• Data for review:
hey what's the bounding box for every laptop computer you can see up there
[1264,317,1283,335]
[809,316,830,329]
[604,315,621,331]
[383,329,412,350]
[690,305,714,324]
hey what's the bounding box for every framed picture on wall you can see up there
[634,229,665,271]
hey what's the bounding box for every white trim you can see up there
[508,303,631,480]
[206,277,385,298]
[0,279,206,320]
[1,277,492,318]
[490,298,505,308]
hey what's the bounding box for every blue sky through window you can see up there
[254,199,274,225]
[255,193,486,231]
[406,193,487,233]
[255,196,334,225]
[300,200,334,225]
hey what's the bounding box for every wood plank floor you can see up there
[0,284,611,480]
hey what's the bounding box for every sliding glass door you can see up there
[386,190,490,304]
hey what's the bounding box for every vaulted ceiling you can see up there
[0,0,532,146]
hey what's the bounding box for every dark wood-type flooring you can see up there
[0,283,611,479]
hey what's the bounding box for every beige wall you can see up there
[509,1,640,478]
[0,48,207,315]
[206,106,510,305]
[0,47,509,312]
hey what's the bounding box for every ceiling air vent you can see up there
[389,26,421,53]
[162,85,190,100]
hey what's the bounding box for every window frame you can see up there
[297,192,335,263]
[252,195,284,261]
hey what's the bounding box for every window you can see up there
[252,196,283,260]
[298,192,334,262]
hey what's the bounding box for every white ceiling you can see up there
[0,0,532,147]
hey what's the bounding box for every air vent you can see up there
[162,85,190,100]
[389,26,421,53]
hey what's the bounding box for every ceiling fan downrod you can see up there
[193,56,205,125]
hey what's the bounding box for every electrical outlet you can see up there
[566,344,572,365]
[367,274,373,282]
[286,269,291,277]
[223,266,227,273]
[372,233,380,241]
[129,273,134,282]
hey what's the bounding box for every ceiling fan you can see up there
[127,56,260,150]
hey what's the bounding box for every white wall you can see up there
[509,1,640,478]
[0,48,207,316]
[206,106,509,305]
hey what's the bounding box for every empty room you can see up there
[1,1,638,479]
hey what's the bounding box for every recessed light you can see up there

• Your assignment:
Print each line above exactly as it stands.

• Task result:
hey what's the bounding box for every laptop computer you can see up there
[1264,317,1283,335]
[809,316,830,329]
[604,315,621,331]
[383,329,412,350]
[690,305,714,324]
hey what's the bounding box for every framed picture on wall you can see up there
[634,229,665,271]
hey what's the bounding box for every white trim you can see up there
[508,303,631,480]
[206,277,385,298]
[0,279,206,320]
[1,277,492,318]
[490,298,505,308]
hey what's the bounding box for every blue sky through window you can see up there
[254,199,274,225]
[255,193,486,231]
[406,193,487,233]
[255,196,334,225]
[300,200,334,225]
hey what's the bounding box for every wood plank floor you can see up there
[0,284,611,480]
hey what's the bounding box for every sliding glass door you can see up there
[386,190,490,304]
hey what's the bounding box for every vaulted ceiling you can see up there
[0,0,532,146]
hey what's the bounding box for every dark wood-type flooring you can see up there
[0,283,611,479]
hey what's the bounding box for every beige wall you can see up there
[509,1,640,478]
[0,48,207,315]
[206,106,510,305]
[0,47,509,312]
hey what's the bounding box for every ceiling air vent you can see up there
[389,26,421,53]
[162,85,190,100]
hey what's the bounding box for every window frame you can see up there
[297,192,335,263]
[252,195,284,261]
hey what's the bounding box for every window you can see up there
[252,196,283,260]
[298,192,334,262]
hey what's the bounding box for every white ceiling you can see up there
[0,0,532,147]
hey what's the bounding box for every air vent you can see up there
[162,85,190,100]
[389,26,421,53]
hey what's the bounding box for every ceiling fan downrod you can see up there
[193,56,205,125]
hey what's the bounding box for every electrical outlet you can see up there
[566,344,572,365]
[367,274,373,282]
[286,269,291,277]
[223,266,227,273]
[372,233,380,241]
[129,273,134,282]
hey what's the bounding box for every ceiling fan you can see up there
[127,56,260,150]
hey what's the bounding box for every white wall you can see up there
[509,1,640,478]
[0,48,207,316]
[206,106,509,305]
hey what's the bounding box for every empty room you can see up there
[1,1,638,479]
hey what's the bounding box for every recessed light you can see up there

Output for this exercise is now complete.